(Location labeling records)
------

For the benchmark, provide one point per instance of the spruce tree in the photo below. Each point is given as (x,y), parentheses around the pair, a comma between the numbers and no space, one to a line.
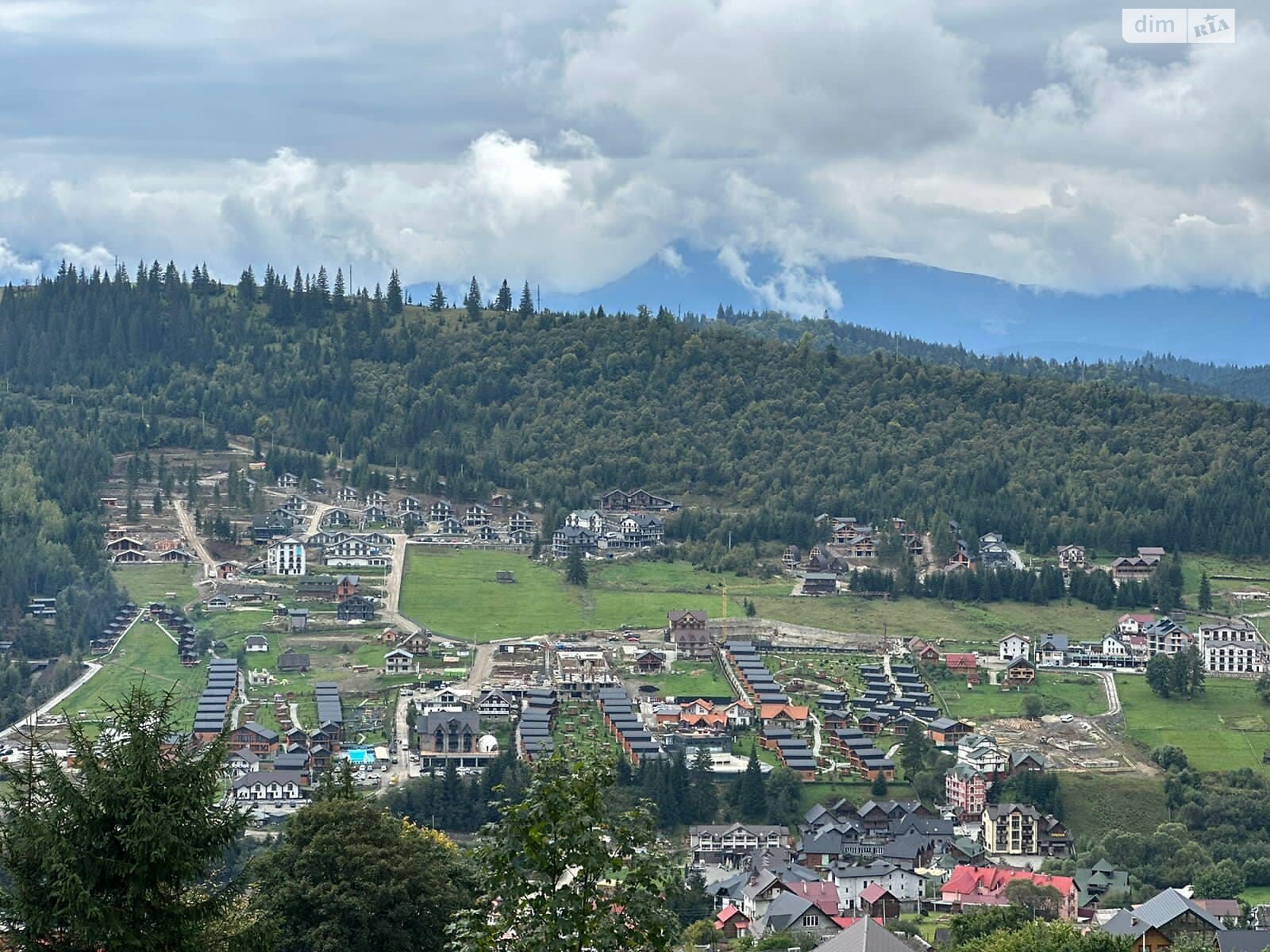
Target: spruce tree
(124,852)
(338,298)
(473,301)
(503,302)
(395,302)
(753,795)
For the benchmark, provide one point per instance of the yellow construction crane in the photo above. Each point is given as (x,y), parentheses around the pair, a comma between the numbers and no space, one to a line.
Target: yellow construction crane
(723,621)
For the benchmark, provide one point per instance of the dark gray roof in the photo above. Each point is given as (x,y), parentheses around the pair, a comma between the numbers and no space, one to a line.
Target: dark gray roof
(865,936)
(1156,912)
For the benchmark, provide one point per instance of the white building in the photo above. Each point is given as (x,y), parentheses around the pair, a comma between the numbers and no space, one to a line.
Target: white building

------

#### GIVEN REQUEST:
Please output the lines as a Markdown table, starting at the line with "For the benchmark, provide one point per instance of the white" and running through the last line of the rows. Use the columns No. and Line, and skip any blank lines.

#### TASK RESPONSE:
| No. | Line |
|---|---|
| 1 | For the benchmark, provide one point per instance of the white building in the photo above. Each point is given as (x,y), parentheses around the pair, a comma between the numbers and no space, one to a line. |
| 2 | Target: white building |